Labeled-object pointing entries
******************************

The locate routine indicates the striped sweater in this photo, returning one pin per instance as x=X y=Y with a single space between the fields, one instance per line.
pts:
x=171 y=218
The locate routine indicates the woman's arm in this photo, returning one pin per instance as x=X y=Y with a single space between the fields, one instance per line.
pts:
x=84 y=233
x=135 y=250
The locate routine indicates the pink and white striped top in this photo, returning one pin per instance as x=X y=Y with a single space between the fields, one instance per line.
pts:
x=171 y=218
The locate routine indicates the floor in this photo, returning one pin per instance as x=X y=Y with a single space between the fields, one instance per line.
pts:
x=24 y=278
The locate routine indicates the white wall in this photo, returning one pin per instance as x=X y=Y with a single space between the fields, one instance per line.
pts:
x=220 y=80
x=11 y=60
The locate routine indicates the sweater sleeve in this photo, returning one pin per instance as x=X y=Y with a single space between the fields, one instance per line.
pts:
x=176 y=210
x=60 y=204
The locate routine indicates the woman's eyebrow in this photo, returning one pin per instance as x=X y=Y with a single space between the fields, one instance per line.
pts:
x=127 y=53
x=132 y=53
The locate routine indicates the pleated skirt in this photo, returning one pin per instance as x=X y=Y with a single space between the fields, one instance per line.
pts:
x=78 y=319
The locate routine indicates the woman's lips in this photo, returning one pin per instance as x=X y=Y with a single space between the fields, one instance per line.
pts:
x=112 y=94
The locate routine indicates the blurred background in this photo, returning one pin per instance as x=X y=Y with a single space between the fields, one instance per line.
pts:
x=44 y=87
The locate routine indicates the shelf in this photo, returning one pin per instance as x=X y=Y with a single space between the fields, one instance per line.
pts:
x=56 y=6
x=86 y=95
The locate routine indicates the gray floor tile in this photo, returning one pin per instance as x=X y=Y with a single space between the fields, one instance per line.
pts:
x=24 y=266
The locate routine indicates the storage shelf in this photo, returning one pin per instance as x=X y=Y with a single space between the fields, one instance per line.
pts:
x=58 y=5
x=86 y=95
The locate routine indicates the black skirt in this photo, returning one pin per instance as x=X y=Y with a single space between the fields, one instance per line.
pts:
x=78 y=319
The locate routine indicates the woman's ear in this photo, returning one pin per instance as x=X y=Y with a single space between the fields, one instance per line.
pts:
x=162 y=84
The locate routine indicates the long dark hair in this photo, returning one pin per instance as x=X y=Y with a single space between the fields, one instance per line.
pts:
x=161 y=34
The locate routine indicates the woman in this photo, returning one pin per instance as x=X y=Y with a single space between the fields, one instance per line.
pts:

******************************

Problem description: Return the lines above exactly, keeping every word.

Result of this exercise:
The locate routine indicates the striped sweater in this photo, returning one pin per instance as x=X y=Y with a single space between the fields, one instance per line.
pts:
x=171 y=218
The locate routine indicates the woman's arm in this photo, returning one pin per instance as x=X y=Y with a single space between the fields, one instance per line.
pts:
x=84 y=233
x=135 y=250
The locate routine indicates the pink and white striped top in this photo, returning one pin per instance as x=X y=Y with a single space between the fields, one instance per line.
pts:
x=171 y=218
The locate routine indicates the floor in this photo, returning one pin per instance as x=X y=Y with a single space between the fields, one instance per line.
pts:
x=24 y=278
The locate routine indicates the white wall in this photo, returning one pin per instance as x=X y=Y with a single space between the fields, one instance per line.
pts:
x=220 y=80
x=11 y=60
The locate routine indicates the sweater sleeve in this photo, returning one pin per instance as x=X y=Y with a single space between the fields, one instance per line.
pts:
x=176 y=210
x=60 y=204
The locate routine indicates the woman's eyebrow in this photo, returning one pin per instance as x=X y=Y with a single space between the fields, one instance per line.
pts:
x=127 y=53
x=132 y=53
The locate routine indicates the pleated skirt in this photo, returning one pin per instance as x=X y=Y with a single space between the fields, one instance per line.
pts:
x=78 y=319
The locate routine indicates the woman's lips in this photo, returning one pin per instance as x=X y=Y with a single space between the fields, one instance per line.
pts:
x=112 y=94
The locate routine indicates the blurred background in this photo, returning one pin per instance as x=X y=Y with a single space between the fields, one instance per line.
pts:
x=44 y=87
The locate routine indicates the shelf in this photo, returning one pin per instance as x=X y=Y with a single space between the fields, one instance per line.
pts:
x=56 y=6
x=86 y=95
The locate routine indicates the gray floor tile in this photo, returning one pin per instance as x=X y=Y with a single space between the fields, one instance per line.
pts:
x=24 y=266
The locate routine indicates the storage shelf in this photo, returning one pin per instance as x=X y=Y with a single space between the fields, one instance per line.
pts:
x=58 y=5
x=86 y=95
The locate routine indicates the black skirt in this photo, returning one pin per instance as x=X y=Y with a single space between the fields, one instance per line.
pts:
x=78 y=319
The locate routine indicates the woman's ear in this photo, returning one pin per instance as x=X y=Y with a single space between the fields, one instance per line.
pts:
x=162 y=84
The locate routine indicates the long dark hair in this photo, returning one pin per instance as x=X y=Y with a single space between the fields, one instance per line.
pts:
x=161 y=34
The locate routine indicates the woman in this photo, returning one pin per instance as x=X y=Y with a single space between the fields, one instance per line.
pts:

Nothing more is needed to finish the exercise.